I’m happy to report that the hippopotamus is slowly easing off my face, though. Soon I’ll be back to tip-top shape, and I promise to stop throwing around words like “phlegm.” In the meantime, I wish you health and happiness.

5.13.2009

a call to the bookish.

“Join my book club!” I whisper in the ear of an unsuspecting Barnes and Noble shopper. She jumps and drops the book she was re-shelving. I plead, “Oh, do join, won’t you?” while rocking on the balls of my feet, clutching a paperback to my chest. She politely shakes her head and backs into the Summer Reading display. Side-steps to the aisle, still shaking her head and avoiding eye contact. I persist. “What if I bake cookies?” She murmurs something about needing to meet a friend and sprints toward the check-out counter. “CHOCOLATE CHIP!” I shout, waving Sloane Crosley’s I Was Told There’d Be Cake above my head like a billboard-sized bribery check. “EXTRA CHIPS! CHOCOLATE!”

Luckily, this scene is entirely hypothetical—I just don’t see it going over well. Something about the Betty Crocker Turned B&N Stalker approach seems, oh, I don’t know...daunting? Desperate? Therapy-worthy?

But I really do want to join or start a book club. Already finished my first summer read (see: bribery check reference above). Essays by a NYC twentysomething with a stash of plastic ponies and mad cynicism skills? Yes, please! And tonight I watched The Jane Austen Book Club with my dog and leftover Chinese, which naturally reminded me that a) I am really cool, and that b) I absolutely must circle-up with fellow literature lovers this summer. Fiction or non-fiction, classic or contemporary—I’ll read it with you.

If it helps, I really will bake you cookies.

5.12.2009

cowabunga, dudes.

We fidgeted on the ledge of our first photo shoot backdrop of the day: the infamous Frog Fountain. Two nights before, we’d splashed around with a co-ed cheer camp fervor until the campus cops came—naturally, we then hightailed-it to somewhere we could drip-dry inconspicuously. Sopping wet clothes now seemed glorious compared to the sweat trickling beneath our purple graduation robes. But, we needed to document this monumental week. We weren’t going to be college kids forever. We had one more day. One. More. Day.

So we jumped.

A friend’s proud mom Kodaked the moment: Lily pads of Frog Fountain curtain water behind us. Robes flutter around our midair forms. Arms high in various Power Ranger poses—mine whipped up into an unplanned ballerina “O.” Eyes squinting against the sunlight. Expressions of fear and glee. Everyone’s mouths open, presumably squealing “ahEEEE!” like little girls on a Slip ‘n Slide.

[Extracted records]

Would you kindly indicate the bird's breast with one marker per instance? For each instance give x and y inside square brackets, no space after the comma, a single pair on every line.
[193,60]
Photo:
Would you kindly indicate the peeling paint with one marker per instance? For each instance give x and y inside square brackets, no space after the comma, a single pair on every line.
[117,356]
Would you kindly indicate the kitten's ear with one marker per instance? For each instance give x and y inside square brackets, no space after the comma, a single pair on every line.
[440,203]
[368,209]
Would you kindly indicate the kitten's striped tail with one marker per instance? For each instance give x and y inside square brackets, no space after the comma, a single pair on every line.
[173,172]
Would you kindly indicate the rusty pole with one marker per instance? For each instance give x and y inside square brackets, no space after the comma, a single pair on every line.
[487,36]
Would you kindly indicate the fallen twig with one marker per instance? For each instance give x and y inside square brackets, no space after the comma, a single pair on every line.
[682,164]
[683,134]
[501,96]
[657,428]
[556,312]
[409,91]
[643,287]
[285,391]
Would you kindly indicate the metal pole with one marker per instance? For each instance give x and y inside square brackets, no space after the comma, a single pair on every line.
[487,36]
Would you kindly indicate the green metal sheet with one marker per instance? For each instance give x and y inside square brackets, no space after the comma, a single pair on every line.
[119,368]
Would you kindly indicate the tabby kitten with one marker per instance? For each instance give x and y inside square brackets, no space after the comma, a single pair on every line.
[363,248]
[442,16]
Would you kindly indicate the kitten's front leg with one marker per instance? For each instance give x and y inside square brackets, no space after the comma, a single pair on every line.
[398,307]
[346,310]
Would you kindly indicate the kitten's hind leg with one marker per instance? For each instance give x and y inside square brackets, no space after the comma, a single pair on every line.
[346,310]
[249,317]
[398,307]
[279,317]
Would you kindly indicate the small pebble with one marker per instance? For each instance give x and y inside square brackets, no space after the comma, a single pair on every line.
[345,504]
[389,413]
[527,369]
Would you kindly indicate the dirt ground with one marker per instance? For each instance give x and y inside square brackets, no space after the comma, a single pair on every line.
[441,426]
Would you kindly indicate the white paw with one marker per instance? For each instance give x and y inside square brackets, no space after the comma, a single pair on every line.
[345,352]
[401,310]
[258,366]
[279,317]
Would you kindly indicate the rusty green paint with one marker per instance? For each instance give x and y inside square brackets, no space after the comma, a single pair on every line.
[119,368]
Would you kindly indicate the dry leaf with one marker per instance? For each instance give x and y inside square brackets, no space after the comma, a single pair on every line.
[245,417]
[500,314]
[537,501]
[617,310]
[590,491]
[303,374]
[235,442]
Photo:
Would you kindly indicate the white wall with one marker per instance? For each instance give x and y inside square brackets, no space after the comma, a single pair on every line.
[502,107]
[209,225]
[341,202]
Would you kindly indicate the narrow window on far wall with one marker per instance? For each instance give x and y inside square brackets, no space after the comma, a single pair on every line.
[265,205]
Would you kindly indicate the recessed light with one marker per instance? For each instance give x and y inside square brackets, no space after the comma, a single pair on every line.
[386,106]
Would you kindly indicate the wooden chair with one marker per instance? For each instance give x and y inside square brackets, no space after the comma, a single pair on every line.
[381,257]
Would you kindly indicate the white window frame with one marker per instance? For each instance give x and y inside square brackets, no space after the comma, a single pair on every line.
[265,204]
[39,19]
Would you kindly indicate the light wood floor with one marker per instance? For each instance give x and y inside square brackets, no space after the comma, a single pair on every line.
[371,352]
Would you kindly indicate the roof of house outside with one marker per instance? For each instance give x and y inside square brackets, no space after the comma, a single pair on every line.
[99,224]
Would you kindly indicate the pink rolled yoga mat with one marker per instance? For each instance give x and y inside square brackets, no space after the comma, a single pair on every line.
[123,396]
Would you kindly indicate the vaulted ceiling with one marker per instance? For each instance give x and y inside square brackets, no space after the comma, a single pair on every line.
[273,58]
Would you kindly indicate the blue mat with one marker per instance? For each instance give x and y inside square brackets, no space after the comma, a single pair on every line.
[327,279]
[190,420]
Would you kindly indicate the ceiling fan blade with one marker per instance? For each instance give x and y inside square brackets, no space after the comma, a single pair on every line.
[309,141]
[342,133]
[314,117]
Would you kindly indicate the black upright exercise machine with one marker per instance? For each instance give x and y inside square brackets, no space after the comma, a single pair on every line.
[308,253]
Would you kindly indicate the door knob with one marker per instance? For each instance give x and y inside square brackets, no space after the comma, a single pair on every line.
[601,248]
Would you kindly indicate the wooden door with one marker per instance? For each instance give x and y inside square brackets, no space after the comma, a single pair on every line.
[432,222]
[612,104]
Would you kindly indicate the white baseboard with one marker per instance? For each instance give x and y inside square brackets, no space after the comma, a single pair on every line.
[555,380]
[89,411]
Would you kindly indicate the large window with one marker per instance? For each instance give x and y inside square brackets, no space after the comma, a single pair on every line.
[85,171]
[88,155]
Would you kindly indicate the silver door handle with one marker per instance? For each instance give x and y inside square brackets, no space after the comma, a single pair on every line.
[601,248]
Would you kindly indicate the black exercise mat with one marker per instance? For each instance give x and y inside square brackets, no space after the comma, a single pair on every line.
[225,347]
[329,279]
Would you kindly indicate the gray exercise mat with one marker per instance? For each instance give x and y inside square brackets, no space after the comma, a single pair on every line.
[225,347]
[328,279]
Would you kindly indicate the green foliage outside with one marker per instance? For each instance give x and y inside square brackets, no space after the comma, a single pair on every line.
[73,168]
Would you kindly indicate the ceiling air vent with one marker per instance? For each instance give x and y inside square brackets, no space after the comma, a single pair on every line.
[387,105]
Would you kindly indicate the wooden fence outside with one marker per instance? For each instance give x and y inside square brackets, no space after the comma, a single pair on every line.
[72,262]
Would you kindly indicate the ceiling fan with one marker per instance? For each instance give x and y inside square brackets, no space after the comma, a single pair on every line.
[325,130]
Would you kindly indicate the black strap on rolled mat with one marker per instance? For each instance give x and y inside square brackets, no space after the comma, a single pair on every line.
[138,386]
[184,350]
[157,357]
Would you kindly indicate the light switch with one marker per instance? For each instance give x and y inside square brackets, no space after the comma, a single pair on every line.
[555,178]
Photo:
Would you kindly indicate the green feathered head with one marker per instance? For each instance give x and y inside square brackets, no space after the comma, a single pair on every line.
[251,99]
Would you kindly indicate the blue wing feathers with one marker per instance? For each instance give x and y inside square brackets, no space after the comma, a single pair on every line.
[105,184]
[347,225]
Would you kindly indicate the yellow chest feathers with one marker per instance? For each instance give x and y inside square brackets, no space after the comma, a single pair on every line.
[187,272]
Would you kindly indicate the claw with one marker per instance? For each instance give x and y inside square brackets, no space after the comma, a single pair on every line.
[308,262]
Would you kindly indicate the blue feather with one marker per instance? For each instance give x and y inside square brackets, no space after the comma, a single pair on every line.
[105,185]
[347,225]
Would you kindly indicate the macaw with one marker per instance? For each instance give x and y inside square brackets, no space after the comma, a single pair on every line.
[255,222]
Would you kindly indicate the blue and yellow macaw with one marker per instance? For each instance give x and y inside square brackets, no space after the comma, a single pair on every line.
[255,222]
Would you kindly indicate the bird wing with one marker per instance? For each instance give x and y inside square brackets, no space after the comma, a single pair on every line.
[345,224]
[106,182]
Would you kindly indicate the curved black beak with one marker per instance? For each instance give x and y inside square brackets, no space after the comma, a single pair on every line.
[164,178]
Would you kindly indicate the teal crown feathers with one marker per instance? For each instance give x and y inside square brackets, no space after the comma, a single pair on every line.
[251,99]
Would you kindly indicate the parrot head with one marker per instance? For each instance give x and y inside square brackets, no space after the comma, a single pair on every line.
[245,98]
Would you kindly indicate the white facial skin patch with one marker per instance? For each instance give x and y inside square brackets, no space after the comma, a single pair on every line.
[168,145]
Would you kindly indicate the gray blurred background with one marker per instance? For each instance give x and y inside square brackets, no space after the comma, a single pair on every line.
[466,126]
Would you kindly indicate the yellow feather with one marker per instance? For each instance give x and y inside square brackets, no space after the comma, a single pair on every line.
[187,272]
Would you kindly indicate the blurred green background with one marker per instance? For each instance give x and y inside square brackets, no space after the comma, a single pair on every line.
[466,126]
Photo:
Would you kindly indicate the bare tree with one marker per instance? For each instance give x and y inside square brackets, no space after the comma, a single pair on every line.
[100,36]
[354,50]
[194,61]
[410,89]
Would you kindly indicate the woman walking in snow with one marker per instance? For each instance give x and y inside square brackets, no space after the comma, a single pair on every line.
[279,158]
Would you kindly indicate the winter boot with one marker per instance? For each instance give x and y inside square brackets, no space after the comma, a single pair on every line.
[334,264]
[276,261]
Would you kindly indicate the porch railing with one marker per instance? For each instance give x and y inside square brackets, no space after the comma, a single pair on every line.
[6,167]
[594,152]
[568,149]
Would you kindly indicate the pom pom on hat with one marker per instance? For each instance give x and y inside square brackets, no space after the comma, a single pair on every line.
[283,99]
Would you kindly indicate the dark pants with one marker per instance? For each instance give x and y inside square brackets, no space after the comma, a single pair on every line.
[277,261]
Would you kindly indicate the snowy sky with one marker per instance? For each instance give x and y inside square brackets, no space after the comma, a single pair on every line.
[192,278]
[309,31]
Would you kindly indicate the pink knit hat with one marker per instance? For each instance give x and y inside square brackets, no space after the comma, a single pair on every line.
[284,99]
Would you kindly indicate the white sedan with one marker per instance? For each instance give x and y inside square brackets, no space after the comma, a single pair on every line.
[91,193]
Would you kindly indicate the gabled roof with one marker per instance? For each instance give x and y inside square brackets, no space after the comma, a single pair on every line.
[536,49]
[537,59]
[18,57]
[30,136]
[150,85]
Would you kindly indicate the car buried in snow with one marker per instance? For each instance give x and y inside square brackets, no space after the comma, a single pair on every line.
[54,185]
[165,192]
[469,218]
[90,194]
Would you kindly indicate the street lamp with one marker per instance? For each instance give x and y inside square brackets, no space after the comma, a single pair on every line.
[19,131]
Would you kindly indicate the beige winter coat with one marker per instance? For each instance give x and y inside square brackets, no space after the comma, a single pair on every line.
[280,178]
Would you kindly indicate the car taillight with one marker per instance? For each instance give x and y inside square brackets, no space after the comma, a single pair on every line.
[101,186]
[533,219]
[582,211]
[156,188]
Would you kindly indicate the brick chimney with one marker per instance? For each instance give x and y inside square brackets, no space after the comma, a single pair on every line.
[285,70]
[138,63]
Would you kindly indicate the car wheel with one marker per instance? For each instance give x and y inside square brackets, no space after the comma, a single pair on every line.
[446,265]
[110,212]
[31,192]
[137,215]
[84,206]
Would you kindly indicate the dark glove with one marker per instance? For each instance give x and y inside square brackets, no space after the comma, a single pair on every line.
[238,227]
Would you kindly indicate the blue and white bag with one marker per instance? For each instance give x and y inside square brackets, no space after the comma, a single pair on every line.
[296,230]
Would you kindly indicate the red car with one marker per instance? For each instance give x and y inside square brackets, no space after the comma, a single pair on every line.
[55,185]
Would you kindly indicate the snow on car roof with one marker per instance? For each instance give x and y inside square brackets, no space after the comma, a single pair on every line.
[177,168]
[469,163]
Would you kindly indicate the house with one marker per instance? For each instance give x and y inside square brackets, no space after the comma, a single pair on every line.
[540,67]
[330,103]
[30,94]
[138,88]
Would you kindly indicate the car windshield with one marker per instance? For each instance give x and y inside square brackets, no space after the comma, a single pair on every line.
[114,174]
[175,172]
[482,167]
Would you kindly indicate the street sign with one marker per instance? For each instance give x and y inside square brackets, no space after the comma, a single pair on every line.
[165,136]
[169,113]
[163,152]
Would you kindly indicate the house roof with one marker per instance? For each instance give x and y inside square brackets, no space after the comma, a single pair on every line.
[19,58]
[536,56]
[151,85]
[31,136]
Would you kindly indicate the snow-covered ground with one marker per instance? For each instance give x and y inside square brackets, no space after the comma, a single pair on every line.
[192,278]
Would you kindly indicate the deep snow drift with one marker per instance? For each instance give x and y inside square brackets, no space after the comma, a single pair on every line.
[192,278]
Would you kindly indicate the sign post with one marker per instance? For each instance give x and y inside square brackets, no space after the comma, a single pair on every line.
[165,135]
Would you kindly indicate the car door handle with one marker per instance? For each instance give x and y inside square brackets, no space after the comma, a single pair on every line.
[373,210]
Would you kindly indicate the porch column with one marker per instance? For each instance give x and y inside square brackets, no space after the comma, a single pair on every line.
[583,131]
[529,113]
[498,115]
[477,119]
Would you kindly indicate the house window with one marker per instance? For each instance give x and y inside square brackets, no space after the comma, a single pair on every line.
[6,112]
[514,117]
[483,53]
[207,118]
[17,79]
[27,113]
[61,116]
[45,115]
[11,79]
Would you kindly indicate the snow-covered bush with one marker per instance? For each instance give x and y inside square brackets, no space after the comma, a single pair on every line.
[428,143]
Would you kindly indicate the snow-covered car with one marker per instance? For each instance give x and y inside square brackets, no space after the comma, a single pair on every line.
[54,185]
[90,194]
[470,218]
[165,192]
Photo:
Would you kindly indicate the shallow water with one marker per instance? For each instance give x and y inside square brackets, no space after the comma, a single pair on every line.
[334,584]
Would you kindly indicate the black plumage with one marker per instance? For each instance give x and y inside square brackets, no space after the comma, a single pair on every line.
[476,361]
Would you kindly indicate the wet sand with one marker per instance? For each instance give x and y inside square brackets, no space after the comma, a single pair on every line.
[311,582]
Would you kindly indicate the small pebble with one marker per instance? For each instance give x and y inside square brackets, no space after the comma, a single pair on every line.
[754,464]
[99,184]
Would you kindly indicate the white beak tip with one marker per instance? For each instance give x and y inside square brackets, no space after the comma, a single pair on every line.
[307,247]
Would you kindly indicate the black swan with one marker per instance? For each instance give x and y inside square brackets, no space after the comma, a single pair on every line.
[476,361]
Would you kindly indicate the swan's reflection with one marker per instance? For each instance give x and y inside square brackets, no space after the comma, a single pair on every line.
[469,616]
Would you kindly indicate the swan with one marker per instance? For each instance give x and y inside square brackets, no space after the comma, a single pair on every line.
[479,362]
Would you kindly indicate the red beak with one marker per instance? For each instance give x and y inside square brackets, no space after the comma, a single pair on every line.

### AIM OF THE EXERCISE
In the text above, which movie did the writer watch with a dog and leftover Chinese food?

### RESPONSE TO THIS TASK
The Jane Austen Book Club